◆ **YOUR INSTRUCTIONS**:
In every item below, substitute "scene-parsing model" for "lane-count model" and reproduce the items otherwise unchanged.

◆ **RECORDS SHOWN**:
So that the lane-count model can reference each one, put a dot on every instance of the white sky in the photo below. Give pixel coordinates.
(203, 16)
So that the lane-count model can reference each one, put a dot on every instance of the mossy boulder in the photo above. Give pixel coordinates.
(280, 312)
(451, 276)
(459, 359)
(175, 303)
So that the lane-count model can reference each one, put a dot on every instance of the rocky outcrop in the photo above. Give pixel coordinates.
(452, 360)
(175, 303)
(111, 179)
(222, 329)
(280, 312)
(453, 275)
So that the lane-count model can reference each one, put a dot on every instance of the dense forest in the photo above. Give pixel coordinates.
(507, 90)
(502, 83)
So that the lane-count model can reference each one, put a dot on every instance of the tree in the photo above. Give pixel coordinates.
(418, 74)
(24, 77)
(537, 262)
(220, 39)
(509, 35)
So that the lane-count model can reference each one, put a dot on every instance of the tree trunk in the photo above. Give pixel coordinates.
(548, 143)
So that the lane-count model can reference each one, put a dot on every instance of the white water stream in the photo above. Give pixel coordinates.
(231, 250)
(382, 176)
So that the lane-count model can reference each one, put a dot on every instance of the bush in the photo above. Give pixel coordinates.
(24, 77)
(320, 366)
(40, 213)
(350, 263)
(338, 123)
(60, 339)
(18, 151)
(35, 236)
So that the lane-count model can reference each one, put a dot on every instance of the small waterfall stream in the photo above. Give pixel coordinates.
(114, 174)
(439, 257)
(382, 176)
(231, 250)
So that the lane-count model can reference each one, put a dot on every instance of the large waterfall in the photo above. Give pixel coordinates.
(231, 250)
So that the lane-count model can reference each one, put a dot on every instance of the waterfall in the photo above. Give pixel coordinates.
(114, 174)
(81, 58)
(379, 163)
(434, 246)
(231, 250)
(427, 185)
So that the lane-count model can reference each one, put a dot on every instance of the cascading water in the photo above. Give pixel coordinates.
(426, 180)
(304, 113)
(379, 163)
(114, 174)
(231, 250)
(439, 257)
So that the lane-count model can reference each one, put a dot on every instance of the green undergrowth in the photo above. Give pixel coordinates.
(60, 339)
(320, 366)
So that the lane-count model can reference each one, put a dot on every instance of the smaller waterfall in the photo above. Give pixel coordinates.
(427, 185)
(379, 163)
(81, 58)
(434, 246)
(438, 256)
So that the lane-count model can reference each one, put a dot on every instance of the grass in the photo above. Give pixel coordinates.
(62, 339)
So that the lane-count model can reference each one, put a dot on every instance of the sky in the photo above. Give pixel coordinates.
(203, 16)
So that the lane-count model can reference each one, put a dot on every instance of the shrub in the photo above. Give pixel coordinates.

◆ **ANSWER TO THIS EXERCISE**:
So that the scene-parsing model can reference each one, put a dot on every instance of the white sky in the photo below. Give pixel coordinates.
(203, 16)
So that the scene-parsing model can reference each one, put a dot on every instance of the mossy boulder in the photo above. Give pixel coordinates.
(280, 312)
(451, 276)
(459, 359)
(175, 303)
So that the scene-parsing model can reference each one, put a dot on every instance of the rocky outcrop in the photo above. Give pixel coordinates.
(452, 360)
(175, 303)
(111, 179)
(222, 329)
(280, 312)
(453, 275)
So that the scene-parsing model can reference each one, put a dot on every instance of the dense forest in the photo above. Give pixel coordinates.
(507, 90)
(502, 83)
So that the scene-parsing model can reference each one, put a dot on every instance of the tree in the photo above. Give pixel coordinates.
(418, 74)
(24, 77)
(537, 262)
(220, 39)
(509, 35)
So that the scene-parsing model can reference each one, put a dot on every instance of the tree trunk in the photo above. Give pixel coordinates.
(548, 143)
So that the scene-parsing model can reference each one, put a dot on every instance of the white water stream in the photo above. Give pixel coordinates.
(231, 250)
(382, 176)
So that the scene-parsing model can reference each one, put a dot on every instance of the bush in the photo above. Give pixel coordinates.
(24, 77)
(320, 366)
(40, 213)
(350, 263)
(338, 123)
(60, 339)
(18, 151)
(35, 236)
So that the scene-parsing model can reference each one, put a dot on every instance of the small waterfall stream in the photo above. Give pixel coordinates.
(114, 174)
(439, 257)
(382, 176)
(231, 250)
So that the scene-parsing model can reference each one, put a dot on every instance of the large waterfall in the photo above. Give pixel coordinates.
(231, 250)
So that the scene-parsing model can reference each one, put a dot on every instance of the waterfall in the photo above. Give pixel coordinates.
(114, 174)
(81, 58)
(379, 163)
(434, 246)
(231, 250)
(427, 185)
So that the scene-parsing model can reference each one, put a dot on every instance of the cascading water in the photo above. Give pixel coordinates.
(426, 180)
(304, 113)
(379, 163)
(114, 174)
(231, 250)
(439, 257)
So that the scene-parsing model can reference each one, put a dot on every instance of the green undergrowth in the photo above. Give pixel coordinates.
(60, 339)
(320, 366)
So that the scene-parsing model can reference each one, put a dot on every instance of the smaller waterfall in the photo above. Give pixel coordinates.
(427, 185)
(379, 163)
(81, 58)
(434, 246)
(438, 256)
So that the scene-parsing model can reference each one, put a dot on every instance of the grass in the photo above. Give pixel coordinates.
(62, 339)
So that the scene-parsing model can reference each one, put a dot on every instance of the sky in the photo above. Give pixel coordinates.
(203, 16)
So that the scene-parsing model can reference each one, put a dot on every instance of the shrub in the photo above. Give pixel coordinates.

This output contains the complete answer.